» TASK TO CARRY OUT: Copy every line below that has the word "bundle" in it.

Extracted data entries
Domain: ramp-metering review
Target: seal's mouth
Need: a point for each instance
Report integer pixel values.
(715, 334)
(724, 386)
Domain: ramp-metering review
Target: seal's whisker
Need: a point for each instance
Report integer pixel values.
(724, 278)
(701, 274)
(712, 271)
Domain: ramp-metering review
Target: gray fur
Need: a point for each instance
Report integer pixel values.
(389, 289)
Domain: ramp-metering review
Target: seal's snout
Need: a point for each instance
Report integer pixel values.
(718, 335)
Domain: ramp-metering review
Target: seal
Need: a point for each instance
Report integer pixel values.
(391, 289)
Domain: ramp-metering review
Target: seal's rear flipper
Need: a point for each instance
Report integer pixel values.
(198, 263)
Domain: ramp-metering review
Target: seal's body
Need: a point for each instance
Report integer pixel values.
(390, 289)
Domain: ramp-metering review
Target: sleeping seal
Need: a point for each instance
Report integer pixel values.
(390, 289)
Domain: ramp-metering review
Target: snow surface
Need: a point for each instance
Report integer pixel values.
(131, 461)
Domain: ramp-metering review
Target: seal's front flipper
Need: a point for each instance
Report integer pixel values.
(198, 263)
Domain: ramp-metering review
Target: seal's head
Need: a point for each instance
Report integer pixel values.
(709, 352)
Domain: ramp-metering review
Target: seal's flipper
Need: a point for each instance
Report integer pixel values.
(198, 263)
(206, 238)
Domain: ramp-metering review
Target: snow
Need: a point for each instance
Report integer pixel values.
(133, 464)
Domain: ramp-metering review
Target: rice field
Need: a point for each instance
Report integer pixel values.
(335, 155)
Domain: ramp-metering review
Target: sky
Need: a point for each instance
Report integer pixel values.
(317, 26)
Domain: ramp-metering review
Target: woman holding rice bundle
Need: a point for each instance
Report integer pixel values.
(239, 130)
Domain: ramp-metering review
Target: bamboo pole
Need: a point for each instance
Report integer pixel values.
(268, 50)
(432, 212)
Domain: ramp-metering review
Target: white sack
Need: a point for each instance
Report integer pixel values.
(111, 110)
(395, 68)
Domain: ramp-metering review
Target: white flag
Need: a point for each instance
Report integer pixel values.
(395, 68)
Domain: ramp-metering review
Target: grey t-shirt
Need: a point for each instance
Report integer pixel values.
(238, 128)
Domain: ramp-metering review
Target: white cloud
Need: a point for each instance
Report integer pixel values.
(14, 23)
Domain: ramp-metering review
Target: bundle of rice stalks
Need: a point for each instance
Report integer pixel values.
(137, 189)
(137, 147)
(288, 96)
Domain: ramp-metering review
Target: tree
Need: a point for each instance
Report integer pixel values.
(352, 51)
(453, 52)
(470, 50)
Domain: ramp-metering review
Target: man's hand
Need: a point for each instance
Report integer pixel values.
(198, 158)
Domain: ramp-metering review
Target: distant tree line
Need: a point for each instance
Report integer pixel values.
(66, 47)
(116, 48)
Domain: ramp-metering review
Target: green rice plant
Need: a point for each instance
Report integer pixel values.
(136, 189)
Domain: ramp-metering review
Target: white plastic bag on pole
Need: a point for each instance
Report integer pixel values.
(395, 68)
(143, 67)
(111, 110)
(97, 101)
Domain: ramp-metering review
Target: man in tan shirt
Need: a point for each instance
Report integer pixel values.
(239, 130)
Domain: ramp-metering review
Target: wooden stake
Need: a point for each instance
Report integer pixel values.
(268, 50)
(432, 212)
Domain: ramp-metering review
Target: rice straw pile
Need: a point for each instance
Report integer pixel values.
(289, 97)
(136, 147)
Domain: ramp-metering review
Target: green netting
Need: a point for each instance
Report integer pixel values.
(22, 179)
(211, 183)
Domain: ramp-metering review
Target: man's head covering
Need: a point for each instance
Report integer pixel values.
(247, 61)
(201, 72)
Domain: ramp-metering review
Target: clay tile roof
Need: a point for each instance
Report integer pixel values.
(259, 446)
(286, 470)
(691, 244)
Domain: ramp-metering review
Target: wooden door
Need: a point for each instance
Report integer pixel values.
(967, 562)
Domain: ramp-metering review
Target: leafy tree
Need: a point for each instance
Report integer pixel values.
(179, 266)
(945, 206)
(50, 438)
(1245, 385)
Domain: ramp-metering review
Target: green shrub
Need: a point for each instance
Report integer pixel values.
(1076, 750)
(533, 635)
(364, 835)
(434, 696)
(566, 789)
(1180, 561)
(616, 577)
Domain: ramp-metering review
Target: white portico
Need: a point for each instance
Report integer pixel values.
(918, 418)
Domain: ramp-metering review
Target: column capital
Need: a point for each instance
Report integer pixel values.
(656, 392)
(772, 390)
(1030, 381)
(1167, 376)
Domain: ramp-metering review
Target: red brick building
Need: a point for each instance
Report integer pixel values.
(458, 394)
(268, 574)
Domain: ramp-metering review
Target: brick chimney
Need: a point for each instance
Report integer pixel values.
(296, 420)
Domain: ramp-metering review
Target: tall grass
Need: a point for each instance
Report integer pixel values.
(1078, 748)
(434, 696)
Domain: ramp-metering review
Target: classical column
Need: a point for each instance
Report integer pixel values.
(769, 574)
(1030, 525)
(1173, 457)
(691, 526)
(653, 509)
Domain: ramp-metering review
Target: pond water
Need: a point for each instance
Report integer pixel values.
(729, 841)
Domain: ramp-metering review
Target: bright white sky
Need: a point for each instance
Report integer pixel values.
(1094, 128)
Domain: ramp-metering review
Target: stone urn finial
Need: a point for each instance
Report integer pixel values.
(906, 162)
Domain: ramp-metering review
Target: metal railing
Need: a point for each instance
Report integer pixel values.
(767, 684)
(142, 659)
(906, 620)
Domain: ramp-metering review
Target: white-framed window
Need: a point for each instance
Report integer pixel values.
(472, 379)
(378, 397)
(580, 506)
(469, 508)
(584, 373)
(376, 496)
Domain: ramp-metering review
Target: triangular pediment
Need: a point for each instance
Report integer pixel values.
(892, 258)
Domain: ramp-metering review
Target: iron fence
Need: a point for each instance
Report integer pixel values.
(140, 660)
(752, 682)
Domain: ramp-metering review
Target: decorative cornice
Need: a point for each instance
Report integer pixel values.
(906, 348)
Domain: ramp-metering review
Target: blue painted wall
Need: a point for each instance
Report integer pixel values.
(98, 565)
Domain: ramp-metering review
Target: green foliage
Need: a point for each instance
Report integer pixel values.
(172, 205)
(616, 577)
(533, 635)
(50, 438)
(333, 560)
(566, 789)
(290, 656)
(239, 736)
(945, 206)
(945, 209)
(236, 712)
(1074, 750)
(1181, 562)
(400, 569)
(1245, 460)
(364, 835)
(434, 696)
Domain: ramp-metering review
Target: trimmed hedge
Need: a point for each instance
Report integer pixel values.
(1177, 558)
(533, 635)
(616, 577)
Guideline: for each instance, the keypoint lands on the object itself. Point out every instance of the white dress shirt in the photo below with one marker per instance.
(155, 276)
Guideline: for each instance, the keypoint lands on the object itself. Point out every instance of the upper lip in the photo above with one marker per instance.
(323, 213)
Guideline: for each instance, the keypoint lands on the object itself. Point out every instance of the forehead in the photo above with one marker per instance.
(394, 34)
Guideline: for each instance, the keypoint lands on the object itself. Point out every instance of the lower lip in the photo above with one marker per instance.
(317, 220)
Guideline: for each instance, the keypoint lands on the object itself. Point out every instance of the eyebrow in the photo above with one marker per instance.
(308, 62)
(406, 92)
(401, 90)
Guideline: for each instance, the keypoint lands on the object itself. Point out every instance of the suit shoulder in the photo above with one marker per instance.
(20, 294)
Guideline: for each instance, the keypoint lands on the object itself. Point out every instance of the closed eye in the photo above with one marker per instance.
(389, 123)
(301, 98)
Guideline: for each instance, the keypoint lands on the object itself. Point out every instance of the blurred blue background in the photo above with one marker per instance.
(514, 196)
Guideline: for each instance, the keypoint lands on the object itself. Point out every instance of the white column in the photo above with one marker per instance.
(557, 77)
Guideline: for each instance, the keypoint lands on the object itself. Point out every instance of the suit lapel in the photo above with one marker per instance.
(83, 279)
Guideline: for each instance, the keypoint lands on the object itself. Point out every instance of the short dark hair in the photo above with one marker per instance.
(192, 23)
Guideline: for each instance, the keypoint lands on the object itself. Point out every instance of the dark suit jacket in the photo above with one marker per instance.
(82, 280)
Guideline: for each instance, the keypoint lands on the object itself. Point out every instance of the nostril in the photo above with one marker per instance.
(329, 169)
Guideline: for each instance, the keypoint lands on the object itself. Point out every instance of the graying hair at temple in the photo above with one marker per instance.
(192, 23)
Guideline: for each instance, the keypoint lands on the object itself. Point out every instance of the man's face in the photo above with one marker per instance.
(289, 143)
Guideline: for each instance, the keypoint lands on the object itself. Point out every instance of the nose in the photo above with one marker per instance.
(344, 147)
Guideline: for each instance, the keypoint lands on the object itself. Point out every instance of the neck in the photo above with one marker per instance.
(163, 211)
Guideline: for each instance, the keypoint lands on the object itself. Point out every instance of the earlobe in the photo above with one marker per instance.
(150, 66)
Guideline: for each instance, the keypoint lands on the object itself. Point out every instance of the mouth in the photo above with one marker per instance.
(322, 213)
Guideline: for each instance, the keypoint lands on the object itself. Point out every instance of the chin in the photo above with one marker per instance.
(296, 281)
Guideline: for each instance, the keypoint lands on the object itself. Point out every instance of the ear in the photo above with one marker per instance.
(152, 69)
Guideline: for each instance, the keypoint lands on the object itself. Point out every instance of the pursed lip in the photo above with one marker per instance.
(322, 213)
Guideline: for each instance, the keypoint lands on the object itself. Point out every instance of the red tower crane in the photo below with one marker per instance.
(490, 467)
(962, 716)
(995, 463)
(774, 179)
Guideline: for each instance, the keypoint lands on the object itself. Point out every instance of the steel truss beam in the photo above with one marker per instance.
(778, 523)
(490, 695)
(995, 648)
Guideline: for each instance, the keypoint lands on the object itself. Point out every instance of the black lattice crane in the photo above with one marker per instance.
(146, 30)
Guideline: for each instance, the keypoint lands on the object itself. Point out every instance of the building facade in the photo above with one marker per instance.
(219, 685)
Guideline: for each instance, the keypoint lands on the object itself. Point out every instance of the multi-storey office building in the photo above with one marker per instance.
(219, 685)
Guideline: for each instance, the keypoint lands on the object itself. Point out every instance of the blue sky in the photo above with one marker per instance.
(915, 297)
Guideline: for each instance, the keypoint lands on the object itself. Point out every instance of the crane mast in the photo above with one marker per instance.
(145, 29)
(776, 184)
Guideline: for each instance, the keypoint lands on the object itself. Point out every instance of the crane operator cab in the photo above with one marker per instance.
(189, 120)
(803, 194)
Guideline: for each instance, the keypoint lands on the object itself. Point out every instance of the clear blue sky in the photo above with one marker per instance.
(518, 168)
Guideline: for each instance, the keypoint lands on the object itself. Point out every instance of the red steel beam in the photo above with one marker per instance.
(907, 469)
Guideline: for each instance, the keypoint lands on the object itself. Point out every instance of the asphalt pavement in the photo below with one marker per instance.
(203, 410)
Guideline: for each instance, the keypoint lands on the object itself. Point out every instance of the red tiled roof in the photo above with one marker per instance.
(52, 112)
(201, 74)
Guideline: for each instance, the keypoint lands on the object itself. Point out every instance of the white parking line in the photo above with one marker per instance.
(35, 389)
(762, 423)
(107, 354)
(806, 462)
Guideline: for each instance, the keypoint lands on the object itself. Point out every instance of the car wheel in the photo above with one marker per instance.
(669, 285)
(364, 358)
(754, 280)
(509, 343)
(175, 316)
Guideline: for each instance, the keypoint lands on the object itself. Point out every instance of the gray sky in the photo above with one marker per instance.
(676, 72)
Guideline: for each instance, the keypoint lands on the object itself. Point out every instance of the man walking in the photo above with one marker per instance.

» SOLUTION BELOW:
Target: woman holding rice bundle
Target: bundle of rice stalks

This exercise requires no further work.